== Selected passage ==
-- begin --
It would be nice if you could enter a minimum angle and then ArchiCAD would go through the polyline:
if (angle ABC is less or equal to the minimum angle)
then (delete segments AB and BC. add segment AC. repeat for AC and the next segment)
else (repeat for BC and next segment)

This would work well as an option in the linework consolidation tool.

pardon my pseudo-programming
18 REPLIES 18

Chazz
Contributor
Mr (or Ms.) Dmn, I agree that that deviation angle would be an effective and welcome option of the magic wand. There is a wiki article on this exact contour line problem and I would have even searched for the link if you had included a sig in your post --as is the custom 'round these parts. A name and a city is also appreciated by us curious folk.

welcome aboard.
Nattering nabob of negativism
2019 MBP

Thomas Holm
Booster
dmn wrote:
I have some topography lines that I want to convert into a site mesh. The problem is that they are way too segmented.
A number of tips on this subject:
http://archicad-talk.graphisoft.com/viewtopic.php?p=105587#105587
AC4.1-AC24SWE-25INT; OSX11.5; MP5,1+MBP16,1

Anonymous
Not applicable
Thomas wrote:
dmn wrote:
I have some topography lines that I want to convert into a site mesh. The problem is that they are way too segmented.
A number of tips on this subject:
http://archicad-talk.graphisoft.com/viewtopic.php?p=105587#105587
Thank you.

Anonymous
Not applicable
On second thought, it doesn't solve my problem. I thought the method in the ArchiCADwiki link would work, but if you're not careful, or if the terrain is complex, it results in overlapping lines. It really needs to be according to angle. So my request stands.
-- end --
== Work required ==
Pick up the ArchiCAD forum thread above on simplifying topography lines where its last post ends, and add the next reply.

[Excerpts of labeled region data]
-- begin --
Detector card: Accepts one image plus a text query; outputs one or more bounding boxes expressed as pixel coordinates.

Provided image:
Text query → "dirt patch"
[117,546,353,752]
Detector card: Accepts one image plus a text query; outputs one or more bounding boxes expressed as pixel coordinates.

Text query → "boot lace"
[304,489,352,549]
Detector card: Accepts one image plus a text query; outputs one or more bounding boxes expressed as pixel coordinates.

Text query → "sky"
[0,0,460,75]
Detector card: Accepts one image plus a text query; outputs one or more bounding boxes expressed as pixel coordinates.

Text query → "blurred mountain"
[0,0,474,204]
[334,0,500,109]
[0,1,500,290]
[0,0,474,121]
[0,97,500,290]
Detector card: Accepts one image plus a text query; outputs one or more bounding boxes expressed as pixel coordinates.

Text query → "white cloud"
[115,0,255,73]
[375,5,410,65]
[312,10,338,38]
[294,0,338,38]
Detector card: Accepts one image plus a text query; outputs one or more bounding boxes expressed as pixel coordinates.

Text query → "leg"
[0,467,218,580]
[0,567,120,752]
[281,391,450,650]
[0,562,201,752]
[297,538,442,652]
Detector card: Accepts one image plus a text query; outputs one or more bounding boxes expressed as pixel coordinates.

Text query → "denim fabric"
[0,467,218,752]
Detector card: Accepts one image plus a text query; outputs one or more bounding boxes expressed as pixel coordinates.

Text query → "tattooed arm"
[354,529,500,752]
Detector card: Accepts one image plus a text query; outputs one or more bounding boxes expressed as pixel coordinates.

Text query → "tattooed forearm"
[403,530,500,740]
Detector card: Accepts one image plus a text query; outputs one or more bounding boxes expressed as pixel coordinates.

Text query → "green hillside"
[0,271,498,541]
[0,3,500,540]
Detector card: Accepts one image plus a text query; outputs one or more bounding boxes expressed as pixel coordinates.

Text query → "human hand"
-- end --
== Solved exercise ==
Anonymous
Not applicable
mmm, and if the script could also limit placing a new segment by detecting wether or not it's overlapping another segment (checking against the adjacent contours) that would be even better

Chazz
Contributor
dmn wrote:
mmm, and if the script could also limit placing a new segment by detecting wether or not it's overlapping another segment (checking against the adjacent contours) that would be even better
It could be that taking a completely different approach is the answer, nice though the angle segment tweak might be to the magic want tool. What about using Architerra. I haven't used it in ages but it seemed to be moving in the direction you would like.
Nattering nabob of negativism
2019 MBP

Dwight
Newcomer
Whenever the discussion of contour lines being difficult to manage or that contour lines create too many mesh nodes, I fell obliged to recommend a simplified method of terrain modeling that takes only a few minutes and speeds 3D imaging.

Contour lines are abstracted interpolations from samples. This data is converted into what is supposed to be a horizontal slice through a site. When we model a site, we seek to conform our model to the true shape of the site, but the contours are simple interpolations of this data and can't be totally accurate.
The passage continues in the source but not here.